*** Opening Material supplied ***

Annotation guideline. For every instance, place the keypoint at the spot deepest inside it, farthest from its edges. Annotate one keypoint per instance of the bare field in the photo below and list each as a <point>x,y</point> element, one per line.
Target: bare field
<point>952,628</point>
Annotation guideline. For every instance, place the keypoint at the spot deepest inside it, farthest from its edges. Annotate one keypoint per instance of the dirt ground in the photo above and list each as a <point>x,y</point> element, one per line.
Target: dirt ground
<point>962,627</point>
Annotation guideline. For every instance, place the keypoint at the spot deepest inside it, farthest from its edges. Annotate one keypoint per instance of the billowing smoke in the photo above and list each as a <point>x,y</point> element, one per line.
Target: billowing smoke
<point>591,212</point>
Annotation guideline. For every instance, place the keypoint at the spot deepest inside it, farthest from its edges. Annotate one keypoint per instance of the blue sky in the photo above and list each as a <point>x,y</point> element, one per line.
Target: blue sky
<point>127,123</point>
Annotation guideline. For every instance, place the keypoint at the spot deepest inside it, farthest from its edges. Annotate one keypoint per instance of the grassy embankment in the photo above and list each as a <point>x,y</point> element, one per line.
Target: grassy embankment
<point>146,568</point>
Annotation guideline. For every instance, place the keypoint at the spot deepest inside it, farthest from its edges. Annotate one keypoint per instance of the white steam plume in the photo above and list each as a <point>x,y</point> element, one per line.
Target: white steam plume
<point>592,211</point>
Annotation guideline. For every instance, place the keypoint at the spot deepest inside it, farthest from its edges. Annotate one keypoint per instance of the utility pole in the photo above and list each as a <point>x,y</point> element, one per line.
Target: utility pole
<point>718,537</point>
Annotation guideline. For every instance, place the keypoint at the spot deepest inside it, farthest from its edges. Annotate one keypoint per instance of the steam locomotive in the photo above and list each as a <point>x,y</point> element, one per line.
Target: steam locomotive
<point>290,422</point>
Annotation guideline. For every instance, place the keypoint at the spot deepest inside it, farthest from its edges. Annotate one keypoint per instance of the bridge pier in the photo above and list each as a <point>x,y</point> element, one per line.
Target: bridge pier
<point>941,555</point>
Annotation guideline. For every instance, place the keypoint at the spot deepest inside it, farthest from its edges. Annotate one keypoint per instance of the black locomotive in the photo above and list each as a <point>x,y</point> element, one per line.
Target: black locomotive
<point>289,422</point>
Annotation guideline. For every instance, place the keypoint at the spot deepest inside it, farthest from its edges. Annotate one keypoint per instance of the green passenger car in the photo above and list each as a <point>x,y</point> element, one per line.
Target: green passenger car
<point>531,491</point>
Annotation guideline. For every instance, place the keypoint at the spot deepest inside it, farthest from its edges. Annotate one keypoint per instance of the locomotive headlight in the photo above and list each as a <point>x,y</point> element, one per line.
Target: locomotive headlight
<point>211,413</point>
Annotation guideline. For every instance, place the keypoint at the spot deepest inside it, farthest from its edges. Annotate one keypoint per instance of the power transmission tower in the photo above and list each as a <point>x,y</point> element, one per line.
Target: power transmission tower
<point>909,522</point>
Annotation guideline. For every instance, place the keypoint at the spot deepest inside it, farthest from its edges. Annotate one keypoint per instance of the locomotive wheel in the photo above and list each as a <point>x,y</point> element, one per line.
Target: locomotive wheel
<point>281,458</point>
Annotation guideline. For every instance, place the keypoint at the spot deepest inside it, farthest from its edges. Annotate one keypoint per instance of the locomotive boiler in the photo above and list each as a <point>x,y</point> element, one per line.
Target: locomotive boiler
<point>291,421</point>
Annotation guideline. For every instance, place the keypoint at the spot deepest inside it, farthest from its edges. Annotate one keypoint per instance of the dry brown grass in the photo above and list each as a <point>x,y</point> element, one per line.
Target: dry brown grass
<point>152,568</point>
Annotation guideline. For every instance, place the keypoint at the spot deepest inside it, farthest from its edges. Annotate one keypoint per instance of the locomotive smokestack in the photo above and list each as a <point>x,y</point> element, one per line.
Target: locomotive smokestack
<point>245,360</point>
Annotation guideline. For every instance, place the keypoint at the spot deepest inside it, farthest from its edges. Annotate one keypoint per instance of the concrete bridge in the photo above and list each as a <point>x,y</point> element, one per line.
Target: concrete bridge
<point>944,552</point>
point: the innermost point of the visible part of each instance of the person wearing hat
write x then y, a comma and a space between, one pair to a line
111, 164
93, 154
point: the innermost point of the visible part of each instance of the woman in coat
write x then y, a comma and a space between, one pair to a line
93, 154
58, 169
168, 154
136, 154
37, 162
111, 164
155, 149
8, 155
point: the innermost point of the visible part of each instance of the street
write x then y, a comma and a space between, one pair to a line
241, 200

*** Closing Material supplied ***

* Activity *
If a line of the data above contains "part", copy it out.

* Result of this exercise *
point: the innermost point of the visible part of each instance of the person wearing hat
point: the innermost point of the visible part of each instance of the woman in coat
point: the innermost point of the visible part of each instance of the street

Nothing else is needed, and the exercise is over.